## WHAT YOU HAVE TO DO
Recast everything from the start of the items down to the line containing "MULTIPOLYGON (((140 257, 145" as a JSON list of strings, one string per line, with blank lines left out.
───
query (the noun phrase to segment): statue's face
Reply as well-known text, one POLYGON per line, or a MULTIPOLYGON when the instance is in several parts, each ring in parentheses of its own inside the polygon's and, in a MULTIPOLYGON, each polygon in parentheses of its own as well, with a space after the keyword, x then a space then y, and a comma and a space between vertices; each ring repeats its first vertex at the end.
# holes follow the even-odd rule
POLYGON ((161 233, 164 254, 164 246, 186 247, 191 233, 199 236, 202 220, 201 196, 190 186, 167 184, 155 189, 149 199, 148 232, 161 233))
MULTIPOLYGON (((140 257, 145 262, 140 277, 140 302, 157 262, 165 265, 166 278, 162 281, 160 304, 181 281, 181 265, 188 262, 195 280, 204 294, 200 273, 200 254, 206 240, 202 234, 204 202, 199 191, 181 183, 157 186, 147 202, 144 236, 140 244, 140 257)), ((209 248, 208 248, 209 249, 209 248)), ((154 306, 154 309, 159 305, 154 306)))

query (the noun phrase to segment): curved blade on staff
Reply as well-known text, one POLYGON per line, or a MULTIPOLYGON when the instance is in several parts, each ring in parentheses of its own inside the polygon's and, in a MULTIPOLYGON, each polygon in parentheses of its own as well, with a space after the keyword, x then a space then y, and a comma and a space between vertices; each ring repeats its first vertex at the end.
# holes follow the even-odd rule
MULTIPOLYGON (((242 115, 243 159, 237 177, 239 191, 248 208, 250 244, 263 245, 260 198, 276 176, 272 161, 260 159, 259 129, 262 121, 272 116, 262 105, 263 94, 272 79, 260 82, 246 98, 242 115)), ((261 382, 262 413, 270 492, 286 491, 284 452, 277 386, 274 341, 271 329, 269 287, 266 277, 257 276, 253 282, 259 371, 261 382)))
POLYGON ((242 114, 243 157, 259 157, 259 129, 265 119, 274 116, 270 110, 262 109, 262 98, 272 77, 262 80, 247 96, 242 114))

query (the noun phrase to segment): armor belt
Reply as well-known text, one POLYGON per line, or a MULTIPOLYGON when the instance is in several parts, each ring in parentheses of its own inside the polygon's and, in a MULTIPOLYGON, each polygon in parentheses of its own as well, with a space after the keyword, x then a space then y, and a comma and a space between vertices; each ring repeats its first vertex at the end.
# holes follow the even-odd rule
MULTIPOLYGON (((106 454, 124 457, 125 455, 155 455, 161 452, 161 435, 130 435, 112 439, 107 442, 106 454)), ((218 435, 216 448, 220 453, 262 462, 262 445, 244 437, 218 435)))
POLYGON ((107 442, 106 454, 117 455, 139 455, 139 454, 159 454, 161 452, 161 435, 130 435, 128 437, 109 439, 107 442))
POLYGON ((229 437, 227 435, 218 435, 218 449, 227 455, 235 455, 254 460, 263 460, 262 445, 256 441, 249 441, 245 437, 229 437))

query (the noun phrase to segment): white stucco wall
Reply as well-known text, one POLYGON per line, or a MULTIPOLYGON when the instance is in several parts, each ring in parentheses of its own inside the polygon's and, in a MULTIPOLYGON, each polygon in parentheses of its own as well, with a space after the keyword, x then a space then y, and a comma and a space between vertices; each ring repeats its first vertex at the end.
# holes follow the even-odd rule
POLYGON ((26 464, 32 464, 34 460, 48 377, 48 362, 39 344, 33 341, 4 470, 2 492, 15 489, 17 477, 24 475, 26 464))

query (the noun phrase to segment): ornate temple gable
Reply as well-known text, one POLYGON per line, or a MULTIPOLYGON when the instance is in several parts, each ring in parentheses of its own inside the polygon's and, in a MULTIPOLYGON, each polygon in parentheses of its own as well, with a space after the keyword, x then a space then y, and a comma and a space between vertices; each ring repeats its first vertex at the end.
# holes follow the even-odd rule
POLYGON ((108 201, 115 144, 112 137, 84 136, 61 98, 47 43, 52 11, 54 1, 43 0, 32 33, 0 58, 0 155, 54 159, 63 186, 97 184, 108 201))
───
## RESPONSE TO THE EXERCISE
[
  "query (the noun phrase to segment): statue's face",
  "Reply as well-known text, one POLYGON per line, or a MULTIPOLYGON when the instance is in several parts, each ring in parentheses of its own inside the polygon's and, in a MULTIPOLYGON, each polygon in parentheses of its own as well, with a space after the keyword, x then a space then y, and a comma and a space between vertices; each ring repeats its first vertex at the end.",
  "# holes follow the even-odd rule",
  "POLYGON ((161 233, 164 254, 164 246, 186 247, 191 233, 199 236, 202 220, 201 196, 190 186, 167 184, 155 189, 149 199, 148 232, 161 233))",
  "MULTIPOLYGON (((140 257, 145 262, 140 277, 140 302, 157 262, 165 265, 166 278, 162 281, 160 304, 181 281, 181 265, 188 262, 195 280, 204 294, 200 273, 200 254, 206 240, 202 234, 204 202, 199 191, 181 183, 157 186, 147 202, 144 236, 140 244, 140 257)), ((209 248, 208 248, 209 249, 209 248)), ((154 306, 154 309, 159 305, 154 306)))"
]